# [EXERCISE DIRECTIONS]
Copy the data from the line that contains "One marker for each instance of the sunlit" to its last line, exactly, including both of those lines and leaving out everything before.

# [EXCERPTED RECORDS]
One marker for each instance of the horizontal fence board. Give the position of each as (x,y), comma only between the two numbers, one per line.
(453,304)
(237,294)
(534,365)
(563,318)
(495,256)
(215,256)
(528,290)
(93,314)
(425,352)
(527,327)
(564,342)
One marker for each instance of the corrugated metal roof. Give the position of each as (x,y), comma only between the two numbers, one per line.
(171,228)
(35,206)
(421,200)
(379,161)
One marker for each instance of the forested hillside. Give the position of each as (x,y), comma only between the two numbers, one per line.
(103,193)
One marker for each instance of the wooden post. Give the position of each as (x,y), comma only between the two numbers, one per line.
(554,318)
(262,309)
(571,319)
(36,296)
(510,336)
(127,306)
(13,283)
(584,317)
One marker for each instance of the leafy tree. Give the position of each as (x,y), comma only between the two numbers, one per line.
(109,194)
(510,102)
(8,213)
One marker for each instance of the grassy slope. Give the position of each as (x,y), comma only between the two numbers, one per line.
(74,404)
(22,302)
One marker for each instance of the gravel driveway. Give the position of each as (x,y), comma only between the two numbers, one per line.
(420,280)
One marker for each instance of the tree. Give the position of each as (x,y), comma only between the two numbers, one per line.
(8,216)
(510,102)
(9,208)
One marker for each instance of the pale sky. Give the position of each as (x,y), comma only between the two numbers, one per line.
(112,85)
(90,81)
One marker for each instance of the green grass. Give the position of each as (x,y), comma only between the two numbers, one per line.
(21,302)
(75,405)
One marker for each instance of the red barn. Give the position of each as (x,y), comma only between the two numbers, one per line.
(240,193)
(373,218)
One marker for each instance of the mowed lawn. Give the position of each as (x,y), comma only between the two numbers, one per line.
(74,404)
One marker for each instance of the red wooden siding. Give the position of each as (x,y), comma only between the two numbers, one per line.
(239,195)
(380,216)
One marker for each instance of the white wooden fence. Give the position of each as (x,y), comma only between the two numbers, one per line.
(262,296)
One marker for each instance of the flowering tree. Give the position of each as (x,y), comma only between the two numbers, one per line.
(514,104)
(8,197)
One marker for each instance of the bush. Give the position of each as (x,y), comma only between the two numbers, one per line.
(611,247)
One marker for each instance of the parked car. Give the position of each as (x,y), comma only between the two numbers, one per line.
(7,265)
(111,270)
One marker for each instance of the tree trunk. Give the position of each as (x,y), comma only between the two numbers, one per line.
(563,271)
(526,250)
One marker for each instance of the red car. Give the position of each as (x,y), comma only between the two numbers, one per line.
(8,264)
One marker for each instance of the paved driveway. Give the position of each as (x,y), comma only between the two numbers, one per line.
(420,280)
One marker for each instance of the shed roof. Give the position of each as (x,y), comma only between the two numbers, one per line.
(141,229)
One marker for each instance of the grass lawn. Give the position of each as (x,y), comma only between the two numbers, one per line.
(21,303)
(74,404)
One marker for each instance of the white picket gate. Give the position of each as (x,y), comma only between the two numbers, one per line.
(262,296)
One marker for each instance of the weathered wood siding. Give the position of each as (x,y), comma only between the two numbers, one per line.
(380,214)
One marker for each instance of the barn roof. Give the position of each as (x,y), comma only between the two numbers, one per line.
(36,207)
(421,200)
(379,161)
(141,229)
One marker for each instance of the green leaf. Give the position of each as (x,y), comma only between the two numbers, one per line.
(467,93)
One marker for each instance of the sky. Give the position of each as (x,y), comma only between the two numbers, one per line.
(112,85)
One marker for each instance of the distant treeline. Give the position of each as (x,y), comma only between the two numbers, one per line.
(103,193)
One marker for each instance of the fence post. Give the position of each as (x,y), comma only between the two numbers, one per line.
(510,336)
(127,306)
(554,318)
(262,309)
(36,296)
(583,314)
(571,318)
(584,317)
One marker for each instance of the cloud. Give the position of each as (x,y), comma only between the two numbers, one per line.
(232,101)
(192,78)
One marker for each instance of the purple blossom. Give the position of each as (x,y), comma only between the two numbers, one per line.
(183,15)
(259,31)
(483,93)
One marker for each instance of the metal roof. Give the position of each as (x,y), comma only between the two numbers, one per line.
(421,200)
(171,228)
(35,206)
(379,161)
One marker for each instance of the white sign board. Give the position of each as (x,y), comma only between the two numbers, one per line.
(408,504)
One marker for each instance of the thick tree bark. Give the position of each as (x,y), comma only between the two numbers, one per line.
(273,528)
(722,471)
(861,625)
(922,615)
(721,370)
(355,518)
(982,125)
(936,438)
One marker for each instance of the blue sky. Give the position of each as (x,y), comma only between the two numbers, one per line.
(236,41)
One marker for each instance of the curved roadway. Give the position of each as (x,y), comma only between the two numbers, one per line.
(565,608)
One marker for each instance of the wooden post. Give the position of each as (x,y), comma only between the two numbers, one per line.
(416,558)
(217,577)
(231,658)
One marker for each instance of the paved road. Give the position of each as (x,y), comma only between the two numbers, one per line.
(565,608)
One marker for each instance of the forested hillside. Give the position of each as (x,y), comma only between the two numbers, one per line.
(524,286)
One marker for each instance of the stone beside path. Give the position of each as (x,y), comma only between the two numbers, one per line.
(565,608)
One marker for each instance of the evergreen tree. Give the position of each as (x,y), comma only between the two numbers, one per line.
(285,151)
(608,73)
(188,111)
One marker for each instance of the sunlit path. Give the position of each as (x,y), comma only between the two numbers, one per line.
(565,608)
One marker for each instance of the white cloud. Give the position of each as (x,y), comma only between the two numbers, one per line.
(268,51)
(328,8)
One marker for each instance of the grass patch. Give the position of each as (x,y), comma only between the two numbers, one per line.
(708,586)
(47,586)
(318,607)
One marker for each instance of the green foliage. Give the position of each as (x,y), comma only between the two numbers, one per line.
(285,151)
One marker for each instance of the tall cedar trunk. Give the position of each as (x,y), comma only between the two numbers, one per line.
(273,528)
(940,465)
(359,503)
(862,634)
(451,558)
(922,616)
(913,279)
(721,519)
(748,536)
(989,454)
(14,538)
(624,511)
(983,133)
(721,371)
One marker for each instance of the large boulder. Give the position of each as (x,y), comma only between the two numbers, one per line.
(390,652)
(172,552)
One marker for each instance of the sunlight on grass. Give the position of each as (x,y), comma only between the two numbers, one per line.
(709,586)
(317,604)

# [SOLUTION]
One marker for each instance of the sunlit path. Give the position of each as (x,y), comma only between the two numbers, one per line.
(565,608)
One marker for each instance of the white cloud. Give the position of each as (x,y), comma only between the two numbers, one per line.
(268,51)
(328,8)
One marker for each instance of the grass patch. Give the position of each as (x,y), comma only between the two numbers, one per line.
(708,586)
(47,586)
(318,607)
One marker for each instance of the green foliage. Give the position of each as (x,y), comma only between the two numbers, one per line.
(285,151)
One marker for each instance of the tall cedar trunk. Give the position of each as (x,y), comma only between the two numbers, one per line.
(273,528)
(940,465)
(359,503)
(862,634)
(451,558)
(922,616)
(913,279)
(721,519)
(748,536)
(989,454)
(14,538)
(624,511)
(983,133)
(721,371)
One marker for each instance of the large boulder. Give the position of each as (x,y), comma only between the two numbers, one per line.
(390,652)
(172,552)
One marker for each instance of the sunlight on grass. Give the position of each as (x,y), comma only between the two numbers, one per line.
(709,586)
(317,604)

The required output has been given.